**** Exercise inputs ****

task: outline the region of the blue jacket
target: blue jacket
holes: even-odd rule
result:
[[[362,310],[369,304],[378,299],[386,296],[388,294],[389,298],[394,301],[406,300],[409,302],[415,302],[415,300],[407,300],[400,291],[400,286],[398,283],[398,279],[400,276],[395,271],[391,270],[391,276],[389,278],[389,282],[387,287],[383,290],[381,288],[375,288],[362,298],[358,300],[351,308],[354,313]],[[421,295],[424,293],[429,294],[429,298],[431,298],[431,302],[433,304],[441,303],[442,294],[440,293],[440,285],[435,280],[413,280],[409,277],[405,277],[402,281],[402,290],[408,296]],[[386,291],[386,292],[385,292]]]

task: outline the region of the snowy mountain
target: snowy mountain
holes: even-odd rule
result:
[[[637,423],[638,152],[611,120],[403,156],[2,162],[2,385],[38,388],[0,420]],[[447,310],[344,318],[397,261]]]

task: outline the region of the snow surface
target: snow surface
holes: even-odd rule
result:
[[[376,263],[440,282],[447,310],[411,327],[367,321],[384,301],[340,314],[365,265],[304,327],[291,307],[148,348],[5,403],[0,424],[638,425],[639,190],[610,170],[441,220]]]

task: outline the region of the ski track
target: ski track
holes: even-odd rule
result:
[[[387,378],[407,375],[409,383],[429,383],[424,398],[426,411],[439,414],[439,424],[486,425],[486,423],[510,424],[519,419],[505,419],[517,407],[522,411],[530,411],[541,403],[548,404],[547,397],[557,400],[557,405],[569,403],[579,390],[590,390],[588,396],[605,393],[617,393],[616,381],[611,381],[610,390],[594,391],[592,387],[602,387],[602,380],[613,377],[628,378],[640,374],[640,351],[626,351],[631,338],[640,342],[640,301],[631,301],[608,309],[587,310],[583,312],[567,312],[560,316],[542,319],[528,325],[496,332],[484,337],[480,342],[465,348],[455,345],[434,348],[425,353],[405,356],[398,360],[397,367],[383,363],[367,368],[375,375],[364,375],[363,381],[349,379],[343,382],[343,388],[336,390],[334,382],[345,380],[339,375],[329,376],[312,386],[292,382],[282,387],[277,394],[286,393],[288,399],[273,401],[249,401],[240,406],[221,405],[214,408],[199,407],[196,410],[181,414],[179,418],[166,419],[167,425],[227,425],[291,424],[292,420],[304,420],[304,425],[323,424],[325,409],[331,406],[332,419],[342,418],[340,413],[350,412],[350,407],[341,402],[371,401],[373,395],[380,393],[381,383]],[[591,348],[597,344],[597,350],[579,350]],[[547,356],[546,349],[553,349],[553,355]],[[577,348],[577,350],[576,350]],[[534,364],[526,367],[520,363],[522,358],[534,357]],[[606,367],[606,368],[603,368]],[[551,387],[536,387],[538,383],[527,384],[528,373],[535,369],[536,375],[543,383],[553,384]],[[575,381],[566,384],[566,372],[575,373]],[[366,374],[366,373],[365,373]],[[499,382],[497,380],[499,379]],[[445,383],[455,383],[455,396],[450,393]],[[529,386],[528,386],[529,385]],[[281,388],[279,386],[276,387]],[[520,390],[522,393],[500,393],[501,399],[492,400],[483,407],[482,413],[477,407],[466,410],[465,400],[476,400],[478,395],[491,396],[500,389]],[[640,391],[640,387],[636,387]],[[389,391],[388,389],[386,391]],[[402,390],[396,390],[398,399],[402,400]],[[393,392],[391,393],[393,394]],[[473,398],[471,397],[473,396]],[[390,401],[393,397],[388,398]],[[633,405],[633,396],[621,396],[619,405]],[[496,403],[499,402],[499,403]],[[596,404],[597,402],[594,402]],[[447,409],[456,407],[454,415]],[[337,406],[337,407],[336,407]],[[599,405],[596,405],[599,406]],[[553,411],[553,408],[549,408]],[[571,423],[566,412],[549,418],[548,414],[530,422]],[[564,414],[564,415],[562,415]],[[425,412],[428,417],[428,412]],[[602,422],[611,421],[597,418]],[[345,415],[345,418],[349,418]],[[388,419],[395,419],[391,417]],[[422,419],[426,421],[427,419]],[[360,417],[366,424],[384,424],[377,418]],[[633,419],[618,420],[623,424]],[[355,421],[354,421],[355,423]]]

****

Problem to solve ▸ Output all of the data exactly.

Reply to the exercise ▸
task: outline the region of the blue jacket
target: blue jacket
holes: even-odd rule
result:
[[[362,310],[369,304],[378,299],[386,296],[388,294],[389,298],[394,301],[406,300],[409,302],[415,302],[415,300],[407,300],[400,291],[400,286],[398,283],[398,279],[400,276],[395,271],[391,270],[391,276],[389,278],[389,282],[387,287],[383,290],[381,288],[375,288],[362,298],[358,300],[351,308],[354,313]],[[421,295],[424,293],[429,294],[429,298],[431,298],[431,302],[433,304],[441,303],[442,294],[440,293],[440,285],[435,280],[413,280],[409,277],[405,277],[402,281],[402,290],[408,296]],[[386,291],[386,292],[385,292]]]

task: outline the region of the snowy mountain
target: snowy mountain
holes: even-odd rule
result:
[[[637,423],[638,152],[611,120],[403,156],[2,162],[2,385],[38,388],[0,420]],[[447,310],[344,318],[397,261]]]

task: outline the region of the snow surface
target: snow surface
holes: even-odd rule
result:
[[[376,263],[440,282],[447,310],[411,327],[367,321],[384,301],[340,314],[365,265],[304,327],[291,307],[148,348],[5,403],[0,424],[638,425],[639,190],[610,170],[441,220]]]

task: outline the region of the ski track
target: ski track
holes: even-odd rule
result:
[[[387,378],[407,375],[409,383],[429,383],[424,398],[426,411],[439,414],[439,424],[486,425],[486,423],[510,424],[519,419],[505,419],[517,407],[522,411],[530,411],[541,403],[548,404],[547,397],[557,400],[557,405],[569,403],[579,390],[590,390],[588,396],[605,393],[617,393],[616,381],[611,381],[610,390],[594,391],[592,387],[602,387],[602,380],[613,377],[628,378],[640,374],[640,351],[626,351],[631,338],[640,342],[640,301],[631,301],[608,309],[587,310],[583,312],[567,312],[560,316],[542,319],[528,325],[496,332],[484,337],[480,342],[465,348],[455,345],[434,348],[425,353],[405,356],[398,360],[397,367],[383,363],[367,368],[375,375],[364,375],[363,381],[349,379],[343,382],[343,388],[336,390],[334,382],[345,380],[339,375],[329,376],[312,386],[292,382],[282,387],[277,394],[286,393],[288,399],[273,401],[249,401],[240,406],[221,405],[214,408],[199,407],[196,410],[181,414],[179,418],[166,419],[167,425],[227,425],[291,424],[292,420],[304,420],[304,425],[323,424],[325,409],[331,406],[332,419],[342,418],[340,413],[350,412],[350,407],[341,402],[371,401],[373,395],[380,393],[381,383]],[[591,348],[597,344],[597,350],[579,350]],[[547,356],[546,349],[553,349],[553,355]],[[577,348],[577,350],[576,350]],[[534,364],[526,367],[520,363],[522,358],[534,357]],[[606,367],[606,368],[603,368]],[[551,387],[536,387],[538,383],[527,384],[528,373],[535,369],[536,375],[543,383],[553,384]],[[575,381],[566,384],[566,372],[575,373]],[[366,374],[366,373],[365,373]],[[499,382],[497,380],[499,379]],[[445,383],[455,383],[455,396],[450,393]],[[529,386],[528,386],[529,385]],[[281,388],[279,386],[276,387]],[[520,390],[522,393],[500,393],[501,399],[492,400],[483,407],[482,413],[477,407],[466,410],[465,400],[476,400],[478,395],[491,396],[500,389]],[[640,391],[640,387],[636,387]],[[389,391],[388,389],[386,391]],[[402,390],[396,390],[398,399],[402,400]],[[393,392],[391,393],[393,394]],[[473,398],[471,397],[473,396]],[[390,401],[393,397],[388,398]],[[633,405],[633,396],[621,396],[619,405]],[[496,403],[499,402],[499,403]],[[596,404],[597,402],[594,402]],[[447,409],[456,407],[454,415]],[[337,406],[337,407],[336,407]],[[599,405],[596,405],[599,406]],[[553,411],[553,408],[549,408]],[[571,423],[566,412],[549,418],[548,414],[530,422]],[[564,414],[564,415],[562,415]],[[425,412],[428,417],[428,412]],[[602,422],[611,421],[597,418]],[[345,415],[345,418],[349,418]],[[388,419],[395,419],[391,417]],[[422,419],[426,421],[427,419]],[[360,417],[366,424],[384,424],[377,418]],[[633,419],[618,420],[623,424]],[[355,421],[354,421],[355,423]]]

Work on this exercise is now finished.